++++ DATA LISTING ++++

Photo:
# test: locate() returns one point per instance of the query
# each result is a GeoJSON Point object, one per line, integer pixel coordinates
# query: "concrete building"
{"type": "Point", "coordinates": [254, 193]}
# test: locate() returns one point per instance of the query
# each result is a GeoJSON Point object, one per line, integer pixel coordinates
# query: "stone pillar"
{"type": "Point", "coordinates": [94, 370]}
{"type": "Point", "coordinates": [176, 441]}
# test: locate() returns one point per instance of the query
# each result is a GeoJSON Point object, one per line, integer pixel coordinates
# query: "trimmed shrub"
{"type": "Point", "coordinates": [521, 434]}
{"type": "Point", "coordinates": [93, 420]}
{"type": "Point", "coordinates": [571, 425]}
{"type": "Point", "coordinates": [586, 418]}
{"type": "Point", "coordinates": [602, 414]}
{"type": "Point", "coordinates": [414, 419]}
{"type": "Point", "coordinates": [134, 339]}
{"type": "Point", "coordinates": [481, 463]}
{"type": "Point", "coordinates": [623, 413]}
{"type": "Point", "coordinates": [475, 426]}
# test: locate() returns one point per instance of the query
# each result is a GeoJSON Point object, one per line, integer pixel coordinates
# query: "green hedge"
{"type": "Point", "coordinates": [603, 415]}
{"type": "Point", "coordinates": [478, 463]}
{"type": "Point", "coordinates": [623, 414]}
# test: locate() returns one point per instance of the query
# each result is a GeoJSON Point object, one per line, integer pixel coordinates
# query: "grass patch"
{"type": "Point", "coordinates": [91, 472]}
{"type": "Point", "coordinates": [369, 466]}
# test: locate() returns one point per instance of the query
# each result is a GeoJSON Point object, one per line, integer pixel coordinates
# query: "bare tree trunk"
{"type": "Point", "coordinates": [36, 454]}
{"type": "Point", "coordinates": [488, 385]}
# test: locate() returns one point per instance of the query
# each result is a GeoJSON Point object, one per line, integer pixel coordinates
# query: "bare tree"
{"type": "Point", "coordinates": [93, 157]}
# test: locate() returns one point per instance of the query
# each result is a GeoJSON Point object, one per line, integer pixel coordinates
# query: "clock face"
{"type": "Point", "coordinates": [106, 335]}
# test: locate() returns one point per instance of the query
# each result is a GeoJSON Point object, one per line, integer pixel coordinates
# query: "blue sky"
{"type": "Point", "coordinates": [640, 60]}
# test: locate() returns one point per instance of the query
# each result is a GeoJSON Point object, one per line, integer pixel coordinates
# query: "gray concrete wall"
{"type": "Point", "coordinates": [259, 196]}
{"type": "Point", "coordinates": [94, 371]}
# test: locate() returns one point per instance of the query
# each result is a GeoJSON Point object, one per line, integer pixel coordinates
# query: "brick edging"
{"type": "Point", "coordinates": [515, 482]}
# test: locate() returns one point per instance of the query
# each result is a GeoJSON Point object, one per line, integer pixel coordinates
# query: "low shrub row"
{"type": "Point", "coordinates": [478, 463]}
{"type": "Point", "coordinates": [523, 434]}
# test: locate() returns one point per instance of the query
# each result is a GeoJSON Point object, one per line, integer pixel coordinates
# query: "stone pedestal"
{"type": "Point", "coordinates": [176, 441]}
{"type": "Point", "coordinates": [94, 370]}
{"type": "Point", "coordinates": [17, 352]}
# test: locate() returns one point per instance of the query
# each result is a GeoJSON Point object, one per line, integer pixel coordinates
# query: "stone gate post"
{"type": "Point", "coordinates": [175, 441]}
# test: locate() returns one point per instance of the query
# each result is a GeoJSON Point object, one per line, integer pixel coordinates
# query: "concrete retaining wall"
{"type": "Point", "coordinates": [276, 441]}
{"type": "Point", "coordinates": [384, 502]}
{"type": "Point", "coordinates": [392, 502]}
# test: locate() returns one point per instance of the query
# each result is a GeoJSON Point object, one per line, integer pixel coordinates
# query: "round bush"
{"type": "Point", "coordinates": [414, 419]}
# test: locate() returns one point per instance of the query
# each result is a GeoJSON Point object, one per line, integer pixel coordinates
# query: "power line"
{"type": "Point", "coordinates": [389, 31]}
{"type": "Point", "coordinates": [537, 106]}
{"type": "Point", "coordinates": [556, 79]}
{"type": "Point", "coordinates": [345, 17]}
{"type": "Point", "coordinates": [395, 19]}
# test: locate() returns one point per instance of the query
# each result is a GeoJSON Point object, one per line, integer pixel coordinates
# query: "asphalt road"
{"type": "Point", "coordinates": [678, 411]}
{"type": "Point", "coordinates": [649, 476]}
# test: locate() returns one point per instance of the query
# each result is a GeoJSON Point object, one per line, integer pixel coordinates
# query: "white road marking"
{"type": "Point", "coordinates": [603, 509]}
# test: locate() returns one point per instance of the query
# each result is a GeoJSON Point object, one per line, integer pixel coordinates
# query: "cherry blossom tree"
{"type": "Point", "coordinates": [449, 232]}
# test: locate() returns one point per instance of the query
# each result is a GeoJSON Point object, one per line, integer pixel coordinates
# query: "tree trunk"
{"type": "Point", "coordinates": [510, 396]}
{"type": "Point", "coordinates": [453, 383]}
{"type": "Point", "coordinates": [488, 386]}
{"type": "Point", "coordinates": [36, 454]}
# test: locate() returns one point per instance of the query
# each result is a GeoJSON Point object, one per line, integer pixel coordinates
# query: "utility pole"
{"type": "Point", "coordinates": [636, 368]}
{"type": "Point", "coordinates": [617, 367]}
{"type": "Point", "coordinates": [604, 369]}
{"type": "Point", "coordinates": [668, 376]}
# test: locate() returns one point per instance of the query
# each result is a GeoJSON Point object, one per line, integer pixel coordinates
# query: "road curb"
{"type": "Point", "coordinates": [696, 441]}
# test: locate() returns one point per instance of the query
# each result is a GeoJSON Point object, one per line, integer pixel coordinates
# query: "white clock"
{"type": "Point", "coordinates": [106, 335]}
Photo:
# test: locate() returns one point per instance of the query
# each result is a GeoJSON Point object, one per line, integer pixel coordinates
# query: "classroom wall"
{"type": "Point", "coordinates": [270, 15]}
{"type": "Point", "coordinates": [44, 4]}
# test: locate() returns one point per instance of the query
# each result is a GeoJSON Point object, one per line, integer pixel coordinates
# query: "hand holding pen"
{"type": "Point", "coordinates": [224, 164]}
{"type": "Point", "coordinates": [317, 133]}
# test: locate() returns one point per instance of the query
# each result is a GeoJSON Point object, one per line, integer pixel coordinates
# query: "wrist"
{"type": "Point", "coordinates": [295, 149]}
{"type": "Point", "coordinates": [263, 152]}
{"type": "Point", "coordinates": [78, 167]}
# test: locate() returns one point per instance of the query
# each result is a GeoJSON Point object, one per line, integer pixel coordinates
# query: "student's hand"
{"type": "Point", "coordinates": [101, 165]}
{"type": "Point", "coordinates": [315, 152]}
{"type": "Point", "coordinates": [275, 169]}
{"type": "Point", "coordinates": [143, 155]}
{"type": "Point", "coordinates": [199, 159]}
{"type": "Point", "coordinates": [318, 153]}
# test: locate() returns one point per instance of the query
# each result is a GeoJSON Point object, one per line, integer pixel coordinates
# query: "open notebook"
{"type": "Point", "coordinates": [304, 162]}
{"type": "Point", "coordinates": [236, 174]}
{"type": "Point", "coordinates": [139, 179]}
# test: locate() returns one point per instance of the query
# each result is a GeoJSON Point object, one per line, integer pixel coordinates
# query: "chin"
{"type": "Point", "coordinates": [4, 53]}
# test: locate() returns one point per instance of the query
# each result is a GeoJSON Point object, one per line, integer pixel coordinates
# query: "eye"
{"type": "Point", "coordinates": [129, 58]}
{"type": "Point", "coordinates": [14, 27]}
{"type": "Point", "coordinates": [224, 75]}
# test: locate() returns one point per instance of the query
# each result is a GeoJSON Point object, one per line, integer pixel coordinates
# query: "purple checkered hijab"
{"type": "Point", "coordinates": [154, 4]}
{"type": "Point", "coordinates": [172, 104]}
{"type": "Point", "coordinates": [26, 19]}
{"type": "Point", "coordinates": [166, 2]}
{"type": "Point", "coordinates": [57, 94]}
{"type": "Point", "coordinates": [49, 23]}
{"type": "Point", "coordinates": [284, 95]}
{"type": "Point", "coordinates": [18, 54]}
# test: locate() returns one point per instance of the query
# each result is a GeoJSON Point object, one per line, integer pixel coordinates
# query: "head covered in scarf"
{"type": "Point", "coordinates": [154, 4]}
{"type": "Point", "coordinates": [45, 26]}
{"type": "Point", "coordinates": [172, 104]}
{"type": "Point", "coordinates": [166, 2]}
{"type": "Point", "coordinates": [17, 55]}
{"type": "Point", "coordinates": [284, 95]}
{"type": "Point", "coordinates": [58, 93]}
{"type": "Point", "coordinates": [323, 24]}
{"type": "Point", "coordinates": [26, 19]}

++++

Please copy out every line in the records above that contains the word "hand".

# query: "hand holding pen"
# query: "student's hand"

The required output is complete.